┏━━

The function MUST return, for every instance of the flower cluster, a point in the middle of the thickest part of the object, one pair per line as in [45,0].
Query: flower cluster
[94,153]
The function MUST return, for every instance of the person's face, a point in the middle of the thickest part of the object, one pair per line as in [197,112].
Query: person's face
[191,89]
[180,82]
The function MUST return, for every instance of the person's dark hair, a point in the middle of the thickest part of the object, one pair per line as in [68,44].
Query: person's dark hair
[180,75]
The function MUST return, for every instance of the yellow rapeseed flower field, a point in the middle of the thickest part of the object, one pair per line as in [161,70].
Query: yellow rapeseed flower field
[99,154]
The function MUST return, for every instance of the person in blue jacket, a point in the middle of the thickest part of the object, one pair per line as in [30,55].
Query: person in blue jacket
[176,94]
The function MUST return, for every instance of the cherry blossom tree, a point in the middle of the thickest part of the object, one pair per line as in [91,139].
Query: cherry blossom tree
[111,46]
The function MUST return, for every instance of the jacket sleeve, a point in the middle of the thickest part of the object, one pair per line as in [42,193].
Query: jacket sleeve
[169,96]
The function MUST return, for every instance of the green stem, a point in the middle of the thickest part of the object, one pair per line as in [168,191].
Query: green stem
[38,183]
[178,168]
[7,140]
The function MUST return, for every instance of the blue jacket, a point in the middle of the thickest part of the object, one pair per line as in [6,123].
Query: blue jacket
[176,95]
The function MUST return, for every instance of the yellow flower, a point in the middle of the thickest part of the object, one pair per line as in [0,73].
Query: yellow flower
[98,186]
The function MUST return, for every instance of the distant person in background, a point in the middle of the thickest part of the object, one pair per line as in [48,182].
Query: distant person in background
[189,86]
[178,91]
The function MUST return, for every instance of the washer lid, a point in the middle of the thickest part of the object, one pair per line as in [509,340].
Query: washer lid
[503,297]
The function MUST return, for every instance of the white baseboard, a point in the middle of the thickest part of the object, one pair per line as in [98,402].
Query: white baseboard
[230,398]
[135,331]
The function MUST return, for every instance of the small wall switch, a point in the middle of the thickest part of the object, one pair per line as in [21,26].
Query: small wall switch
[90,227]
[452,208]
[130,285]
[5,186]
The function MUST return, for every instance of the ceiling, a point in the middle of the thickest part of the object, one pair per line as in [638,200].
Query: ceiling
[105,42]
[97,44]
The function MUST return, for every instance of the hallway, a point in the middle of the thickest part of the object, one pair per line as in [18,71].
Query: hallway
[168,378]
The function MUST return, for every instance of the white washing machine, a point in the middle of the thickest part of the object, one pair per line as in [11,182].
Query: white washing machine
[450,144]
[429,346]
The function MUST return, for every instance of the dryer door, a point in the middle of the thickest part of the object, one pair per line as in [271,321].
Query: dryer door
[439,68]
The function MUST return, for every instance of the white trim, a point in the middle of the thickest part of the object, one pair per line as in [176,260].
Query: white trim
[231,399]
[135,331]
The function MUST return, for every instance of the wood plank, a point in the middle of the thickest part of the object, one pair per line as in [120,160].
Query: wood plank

┗━━

» Directive
Can you lay out every line of the items above as a Markdown table with the columns "Row" and "Line," numbering the rows and leaving out blank lines?

» Completed exercise
| Row | Line |
|---|---|
| 1 | The function MUST return, for every instance of the flower cluster, a point in the middle of the thickest part of the object, one pair per line as in [45,0]. |
| 2 | Query: flower cluster |
| 3 | [94,153] |
| 4 | The function MUST return, for every instance of the person's face, a point in the middle of the thickest part of the object, one pair per line as in [197,112]. |
| 5 | Query: person's face |
| 6 | [191,89] |
| 7 | [180,82] |
| 8 | The function MUST return, for every instance of the person's dark hair, a point in the middle of the thickest part of the object, one pair per line as in [68,44]. |
| 9 | Query: person's dark hair |
| 10 | [180,75] |
| 11 | The function MUST return, for every instance of the yellow rapeseed flower field, a point in the middle of the thickest part of the object, one pair per line as in [161,70]. |
| 12 | Query: yellow rapeseed flower field |
| 13 | [99,154] |
| 14 | The function MUST return, for every instance of the person in blue jacket, a point in the middle of the thickest part of the object, one pair per line as in [30,55]. |
| 15 | Query: person in blue jacket |
| 16 | [176,94] |
| 17 | The function MUST return, for every instance of the cherry blossom tree, a point in the middle of the thickest part of the object, one pair per line as in [91,139]. |
| 18 | Query: cherry blossom tree |
| 19 | [111,46] |
| 20 | The function MUST return, for every instance of the jacket sleeve, a point in the middle of the thickest part of the object, one pair per line as in [42,193]. |
| 21 | Query: jacket sleeve |
| 22 | [169,96] |
| 23 | The function MUST return, for every instance of the green stem, a point in the middle of the thickest part of the object, one pair per line as in [168,191]. |
| 24 | Query: green stem |
| 25 | [38,183] |
| 26 | [178,168] |
| 27 | [7,140] |
| 28 | The function MUST return, for every instance of the blue jacket, a point in the middle of the thickest part of the object, one pair per line as in [6,123]. |
| 29 | Query: blue jacket |
| 30 | [176,95] |
| 31 | The function MUST return, for every instance of the yellow flower, a point in the middle of the thickest part of the object, one pair per line as in [0,73]. |
| 32 | Query: yellow flower |
| 33 | [98,186] |
| 34 | The function MUST return, for every instance of the distant person in background, a point in the middle of the thickest part of the object, one pair per line as in [48,182]. |
| 35 | Query: distant person in background |
| 36 | [189,86] |
| 37 | [178,91] |
| 38 | The function MUST return, for every instance of the washer lid, a point in the middle of the thickest part of the object, one pair per line as in [509,340]. |
| 39 | Query: washer lid |
| 40 | [503,297] |
| 41 | The function MUST return, for every instance of the white baseboard, a point in the middle of the thickest part of the object, one pair per line as in [98,402]. |
| 42 | Query: white baseboard |
| 43 | [230,398] |
| 44 | [135,331] |
| 45 | The function MUST return, for every instance of the small wall switch, a point in the middle of the thickest part of the object, one pair per line as in [21,26]. |
| 46 | Query: small wall switch |
| 47 | [90,227] |
| 48 | [452,208] |
| 49 | [130,285] |
| 50 | [5,186] |
| 51 | The function MUST return, for every instance of the ceiling, a point in the middle of the thickest part of the object, one pair per line as in [638,200]. |
| 52 | Query: ceiling |
| 53 | [105,42] |
| 54 | [97,44] |
| 55 | The function MUST return, for every instance of the hallway, a point in the middle of the thickest part of the object, one pair per line as in [18,71]. |
| 56 | Query: hallway |
| 57 | [168,378] |
| 58 | The function MUST return, for every instance of the white washing machine, a point in the middle of the thickest part of the object, one pair per line as in [11,182]. |
| 59 | Query: white washing machine |
| 60 | [450,144] |
| 61 | [429,346] |
| 62 | The function MUST return, for every instance of the dryer door, a point in the middle of the thickest part of the object, one pair per line as in [271,321]. |
| 63 | Query: dryer door |
| 64 | [439,68] |
| 65 | The function MUST return, for every instance of the white trim, a point in the middle of the thickest part of the object, one pair per line as in [176,260]. |
| 66 | Query: white trim |
| 67 | [231,399] |
| 68 | [135,331] |
| 69 | The function MUST return, for every instance of the wood plank, a point in the middle of the thickest part of the object, one pair per line as in [120,160]. |
| 70 | Query: wood plank |